### EXERCISE AIM
Present the following data again exactly as it is shown.

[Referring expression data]
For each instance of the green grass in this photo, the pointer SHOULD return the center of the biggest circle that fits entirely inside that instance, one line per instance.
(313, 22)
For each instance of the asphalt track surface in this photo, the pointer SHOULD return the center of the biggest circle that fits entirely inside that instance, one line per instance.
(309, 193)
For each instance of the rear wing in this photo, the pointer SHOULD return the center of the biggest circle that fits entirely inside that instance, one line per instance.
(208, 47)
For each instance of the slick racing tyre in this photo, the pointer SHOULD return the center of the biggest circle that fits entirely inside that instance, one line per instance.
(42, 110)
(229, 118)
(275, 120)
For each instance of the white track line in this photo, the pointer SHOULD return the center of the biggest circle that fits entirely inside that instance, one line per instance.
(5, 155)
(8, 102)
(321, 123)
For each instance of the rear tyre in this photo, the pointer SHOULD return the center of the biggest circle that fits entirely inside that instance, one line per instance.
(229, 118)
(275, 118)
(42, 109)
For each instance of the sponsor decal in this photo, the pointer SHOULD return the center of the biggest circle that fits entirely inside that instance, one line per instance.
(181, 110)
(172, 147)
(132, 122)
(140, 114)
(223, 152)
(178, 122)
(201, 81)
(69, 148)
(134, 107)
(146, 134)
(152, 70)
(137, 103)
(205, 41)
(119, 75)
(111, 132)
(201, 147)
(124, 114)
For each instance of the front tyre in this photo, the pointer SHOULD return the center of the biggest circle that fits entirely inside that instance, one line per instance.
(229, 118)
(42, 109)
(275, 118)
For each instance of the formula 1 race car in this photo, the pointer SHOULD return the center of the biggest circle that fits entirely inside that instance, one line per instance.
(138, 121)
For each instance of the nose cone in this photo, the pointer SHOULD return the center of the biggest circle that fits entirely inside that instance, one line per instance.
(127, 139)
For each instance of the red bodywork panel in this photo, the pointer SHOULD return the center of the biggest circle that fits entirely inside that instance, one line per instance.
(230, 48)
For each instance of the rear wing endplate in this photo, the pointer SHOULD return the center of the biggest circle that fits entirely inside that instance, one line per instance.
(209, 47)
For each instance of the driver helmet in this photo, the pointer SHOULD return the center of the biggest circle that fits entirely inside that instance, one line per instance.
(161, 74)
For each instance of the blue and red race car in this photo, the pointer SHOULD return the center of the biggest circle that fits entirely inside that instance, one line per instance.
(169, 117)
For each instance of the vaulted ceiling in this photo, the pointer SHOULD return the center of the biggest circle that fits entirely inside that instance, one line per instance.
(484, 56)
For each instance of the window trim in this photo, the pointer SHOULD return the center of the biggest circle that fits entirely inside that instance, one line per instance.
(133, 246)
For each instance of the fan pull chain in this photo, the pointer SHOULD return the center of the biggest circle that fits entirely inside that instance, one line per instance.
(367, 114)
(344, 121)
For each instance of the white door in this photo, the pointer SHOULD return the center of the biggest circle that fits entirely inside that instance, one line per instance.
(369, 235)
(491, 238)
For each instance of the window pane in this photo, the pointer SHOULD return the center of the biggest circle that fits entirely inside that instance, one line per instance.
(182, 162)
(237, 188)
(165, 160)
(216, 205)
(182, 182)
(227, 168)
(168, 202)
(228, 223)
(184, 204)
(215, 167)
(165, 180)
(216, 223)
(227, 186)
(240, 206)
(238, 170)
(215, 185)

### WRITTEN RESPONSE
For each instance of the green grass in this photo, the pointer SHOULD return the center of the biggest circle that fits entirely inside that instance, one line per instance.
(313, 22)
For each instance of the asphalt track surface in this photo, the pointer SHOULD return the center of the biggest circle that fits entirely inside that instance, one line per instance.
(309, 193)
For each instance of the rear wing in this photo, the pointer SHOULD return the center of the biggest circle that fits entirely inside that instance, one line per instance.
(208, 47)
For each instance of the slick racing tyre in this photo, the pointer SHOULD return the center of the biggest circle that fits entirely inside that instance, one line per instance.
(42, 110)
(229, 118)
(275, 120)
For each instance of the white track line in this photo, the pointer SHOULD return the center of the biggest circle that fits entirely inside that instance, one line per instance.
(5, 155)
(8, 102)
(321, 123)
For each instance of the rear tyre in this photo, the pointer SHOULD return the center of the biggest circle that fits entirely inside that instance, one line per instance.
(229, 118)
(275, 118)
(42, 109)
For each instance of the sponsor decal in this photo, the pointer SHOULD return the center of the biggest circle that fits entirely inside that instance, one line per instance.
(181, 110)
(172, 147)
(132, 122)
(140, 114)
(223, 152)
(178, 122)
(201, 81)
(69, 148)
(134, 107)
(146, 134)
(152, 70)
(137, 103)
(205, 41)
(119, 75)
(111, 132)
(201, 147)
(124, 114)
For each instance of the front tyre in this photo, the pointer SHOULD return the center of the biggest circle that fits entirely inside that instance, one line per instance.
(229, 118)
(42, 109)
(275, 118)
For each instance of the formula 1 race car in this photo, the pointer SHOULD return the center of the biggest circle that fits entirely inside that instance, one line per instance.
(138, 121)
For each instance of the nose cone in this photo, the pointer SHOULD return the center of the biggest circle that fits entirely inside that instance, one line per instance.
(127, 139)
For each instance of the red bodywork panel in this photo, the pointer SHOULD return the center of the biggest circle that fits entirely inside that instance, one line per instance.
(230, 48)
For each instance of the rear wing endplate in this photo, the pointer SHOULD return the center of the biggest circle that fits entirely inside that instance, one line per instance.
(209, 47)
For each instance of the driver helmet in this photo, the pointer SHOULD return the center of the biggest circle that fits entirely inside that instance, one line per instance.
(161, 74)
For each instance of the blue and red race car in this photo, the pointer SHOULD return the center of the biggest circle that fits entirely inside that instance, one line per instance.
(169, 117)
For each instance of the vaulted ceiling in this photo, the pointer SHOULD return the center of the biggest circle that fits entirely inside that instance, one line per instance.
(484, 56)
For each instance of the window trim in this photo, the pointer SHOULD return the center of the biggest circle that fits entirely inside that instance, one line per instance.
(133, 246)
For each instance of the fan pull chain in this photo, the pointer SHOULD return the center of the biggest circle that fits entirely inside that instance, one line per instance.
(367, 114)
(344, 121)
For each instance of the white door in this photo, the pointer SHOULD return the center of the biggest circle that fits entirely inside that instance, one line per instance.
(369, 235)
(491, 238)
For each instance of the window pane in this photo, the pointer SHOULD return the center of the biggest circle that fits entirely inside that instance, one line per instance.
(182, 162)
(237, 188)
(165, 160)
(216, 205)
(182, 182)
(227, 168)
(168, 202)
(228, 223)
(184, 204)
(215, 167)
(165, 180)
(216, 223)
(227, 186)
(240, 206)
(238, 170)
(215, 185)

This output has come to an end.